[Point annotation records]
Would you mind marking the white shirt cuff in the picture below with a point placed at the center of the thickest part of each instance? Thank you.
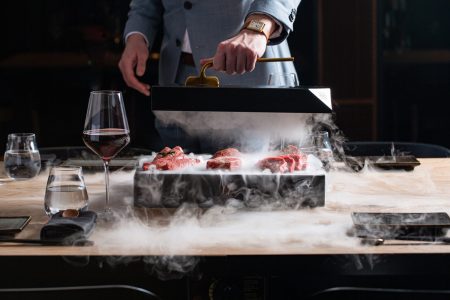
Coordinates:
(136, 32)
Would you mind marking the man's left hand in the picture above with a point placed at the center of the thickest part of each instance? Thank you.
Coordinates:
(238, 54)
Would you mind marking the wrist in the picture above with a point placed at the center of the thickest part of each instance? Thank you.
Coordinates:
(269, 27)
(136, 37)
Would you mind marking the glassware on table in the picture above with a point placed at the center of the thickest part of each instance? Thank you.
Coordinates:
(22, 159)
(65, 190)
(106, 131)
(283, 80)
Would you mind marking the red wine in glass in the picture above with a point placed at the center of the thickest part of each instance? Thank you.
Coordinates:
(106, 142)
(106, 131)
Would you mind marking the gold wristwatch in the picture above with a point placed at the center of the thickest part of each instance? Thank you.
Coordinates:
(256, 26)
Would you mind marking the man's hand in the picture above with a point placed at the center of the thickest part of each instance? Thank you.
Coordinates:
(238, 54)
(134, 57)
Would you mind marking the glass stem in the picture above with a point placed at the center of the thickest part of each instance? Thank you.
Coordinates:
(106, 165)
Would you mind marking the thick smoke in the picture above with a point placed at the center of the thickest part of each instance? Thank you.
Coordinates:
(249, 131)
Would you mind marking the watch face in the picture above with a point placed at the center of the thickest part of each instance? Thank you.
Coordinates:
(255, 25)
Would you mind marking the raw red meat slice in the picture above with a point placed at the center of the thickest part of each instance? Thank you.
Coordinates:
(290, 149)
(289, 159)
(227, 152)
(171, 159)
(228, 163)
(275, 164)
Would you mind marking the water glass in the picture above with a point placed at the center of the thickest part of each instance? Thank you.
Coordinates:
(22, 159)
(65, 190)
(283, 80)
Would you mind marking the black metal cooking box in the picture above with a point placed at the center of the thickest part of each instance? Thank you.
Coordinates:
(170, 189)
(242, 99)
(208, 188)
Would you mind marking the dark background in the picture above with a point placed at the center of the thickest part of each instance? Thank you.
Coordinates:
(386, 61)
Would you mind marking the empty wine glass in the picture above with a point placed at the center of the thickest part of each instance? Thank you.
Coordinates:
(106, 131)
(283, 80)
(22, 158)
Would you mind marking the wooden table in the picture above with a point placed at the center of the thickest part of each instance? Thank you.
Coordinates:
(227, 231)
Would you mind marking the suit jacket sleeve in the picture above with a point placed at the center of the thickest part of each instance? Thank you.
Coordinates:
(145, 16)
(284, 11)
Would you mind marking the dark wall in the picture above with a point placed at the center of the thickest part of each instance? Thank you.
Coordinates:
(57, 51)
(54, 52)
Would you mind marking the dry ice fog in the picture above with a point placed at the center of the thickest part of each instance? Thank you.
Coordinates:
(178, 235)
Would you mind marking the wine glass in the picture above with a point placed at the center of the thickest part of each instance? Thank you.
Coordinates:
(22, 159)
(106, 131)
(283, 80)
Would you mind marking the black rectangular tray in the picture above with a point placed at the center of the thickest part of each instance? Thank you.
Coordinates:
(397, 225)
(406, 162)
(242, 99)
(171, 189)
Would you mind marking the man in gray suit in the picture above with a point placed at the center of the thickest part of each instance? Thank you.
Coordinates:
(234, 33)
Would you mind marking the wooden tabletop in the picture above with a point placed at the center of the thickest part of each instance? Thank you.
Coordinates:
(232, 231)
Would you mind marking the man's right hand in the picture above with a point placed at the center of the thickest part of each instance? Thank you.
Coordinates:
(134, 58)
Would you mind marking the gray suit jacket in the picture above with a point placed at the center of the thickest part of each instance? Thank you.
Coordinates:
(208, 23)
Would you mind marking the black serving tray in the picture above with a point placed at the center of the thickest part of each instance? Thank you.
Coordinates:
(406, 162)
(401, 225)
(242, 99)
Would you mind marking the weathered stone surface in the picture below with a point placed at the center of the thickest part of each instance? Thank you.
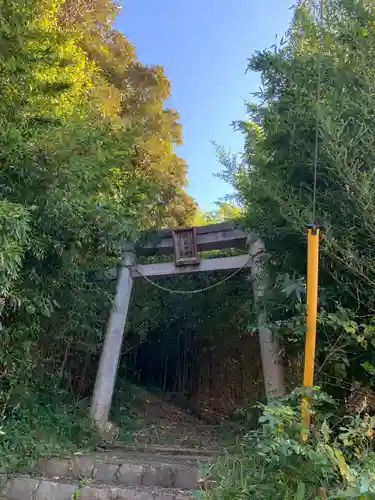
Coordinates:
(81, 466)
(186, 479)
(20, 488)
(91, 493)
(158, 476)
(130, 474)
(48, 490)
(54, 467)
(105, 472)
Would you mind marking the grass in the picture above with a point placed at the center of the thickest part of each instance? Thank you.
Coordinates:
(44, 425)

▶ **Directive**: Edit all of the records above so that "thickest part" becomes "widest part" everywhere and nothing else changes. Leave the pictures out of your answer.

▶ **Task output**:
Would you mind marking the white shirt cuff in the picture below with a point placed at the center of the widest part of each instance? Thank you.
Coordinates:
(136, 32)
Would you mind marking the man's left hand in the picture above with a point placed at the center of the widest part of each instance? Thank you.
Coordinates:
(238, 54)
Would you mind marking the wrist in the picture above with a point placed at the center of the widest part of each instance? Thank you.
Coordinates:
(269, 27)
(136, 37)
Would you mind marking the glassware on table in the picture above with a point placed at the center of the widest part of each instance? Thank you.
Coordinates:
(22, 159)
(65, 190)
(106, 131)
(283, 80)
Would you mind marking the red wine in glass in the picture above with a point placed at the center of the widest part of each instance? Thank you.
Coordinates:
(106, 142)
(106, 131)
Would you mind marking the gold wristwatch in the picture above with a point placed at the center of the widest part of each instance? Thank you.
Coordinates:
(256, 26)
Would you mind marking the man's hand in the picture above with a point placed at the center of the widest part of each instance? Thank you.
Coordinates:
(238, 54)
(134, 57)
Would you mind marking the glass stem in the picture above with a point placed at the center of the widest part of each instance? Thank you.
Coordinates:
(106, 165)
Would you mind marking the thick smoke in the picture above with a point placed at the center of the widest part of each instance? Thank you.
Coordinates:
(249, 131)
Would you mind marking the watch face in the picture above with a point placed at the center of the widest part of each instance? Thank you.
Coordinates:
(255, 25)
Would you mind marking the raw red meat slice in the picture above with a point placed at the center of the widest part of each instance? Thank you.
Coordinates:
(290, 149)
(289, 159)
(227, 152)
(171, 159)
(228, 163)
(275, 164)
Would you mind marking the water glass in the picture above with a point placed at the center of the widest part of each instance? Thank you.
Coordinates:
(22, 159)
(65, 190)
(283, 80)
Would you mind marking the black metal cooking box in the picture above with a point placed at the center of the widest part of each instance? Thank you.
Coordinates:
(170, 189)
(242, 99)
(208, 188)
Would you mind marking the dark background in the picture above with a point placed at the center of the widest part of each instance? Thank you.
Coordinates:
(386, 61)
Would you mind marking the empty wine glass in the picture above with a point placed at the center of the widest part of each instance? Thank you.
Coordinates:
(106, 131)
(283, 80)
(22, 158)
Would you mind marking the wooden table in the picture above with a point placed at the center of the widest part of each instance? Thank you.
Coordinates:
(227, 231)
Would you mind marking the suit jacket sleeve in the picture above with a point placed at the center of the widest part of each instance? Thank you.
Coordinates:
(145, 16)
(284, 11)
Would you mind marking the dark wall in the picture above with a point placed at the center of the widest part of each instance? Thank you.
Coordinates:
(57, 51)
(54, 52)
Would you mind marking the dry ice fog in the picture above with a point placed at the center of the widest part of each instance? Thank you.
Coordinates:
(178, 235)
Would you mind marking the wine glass in the picture above with a point placed at the center of the widest part of each instance? Thank you.
Coordinates:
(22, 159)
(106, 131)
(283, 80)
Would you mind marking the black rectangular tray in the picture above with a point placed at the center of the widest part of each instance? Thank you.
Coordinates:
(397, 225)
(406, 162)
(242, 99)
(171, 189)
Would you mind marking the man in gray suit in the picture above with a point placed at the center of the widest part of each instance? Thank you.
Coordinates:
(234, 33)
Would you mind marking the wooden tabletop in the picture above with a point placed at the center of the widest part of each instance? Thank you.
Coordinates:
(232, 231)
Would you mind marking the man's right hand in the picture above with a point placed at the center of the widest part of each instance? Thank you.
Coordinates:
(134, 58)
Would you mind marking the gray suit jacket in the picture above with a point placed at the center of the widest part of each instance? Thank you.
Coordinates:
(208, 23)
Would you mind marking the black serving tray in the picture above with a point placed at the center of the widest part of each instance? Thank you.
Coordinates:
(406, 162)
(401, 225)
(242, 99)
Would you mind marking the weathered stone surface in the picture below with a point placed at the center of the widest part of each instance? Thank you.
Coordinates:
(81, 466)
(186, 479)
(20, 488)
(91, 493)
(158, 476)
(130, 474)
(48, 490)
(54, 467)
(105, 472)
Would you mind marking the grass in the picture above with a point placed at the center of the widest part of each instance? Thank you.
Coordinates:
(44, 425)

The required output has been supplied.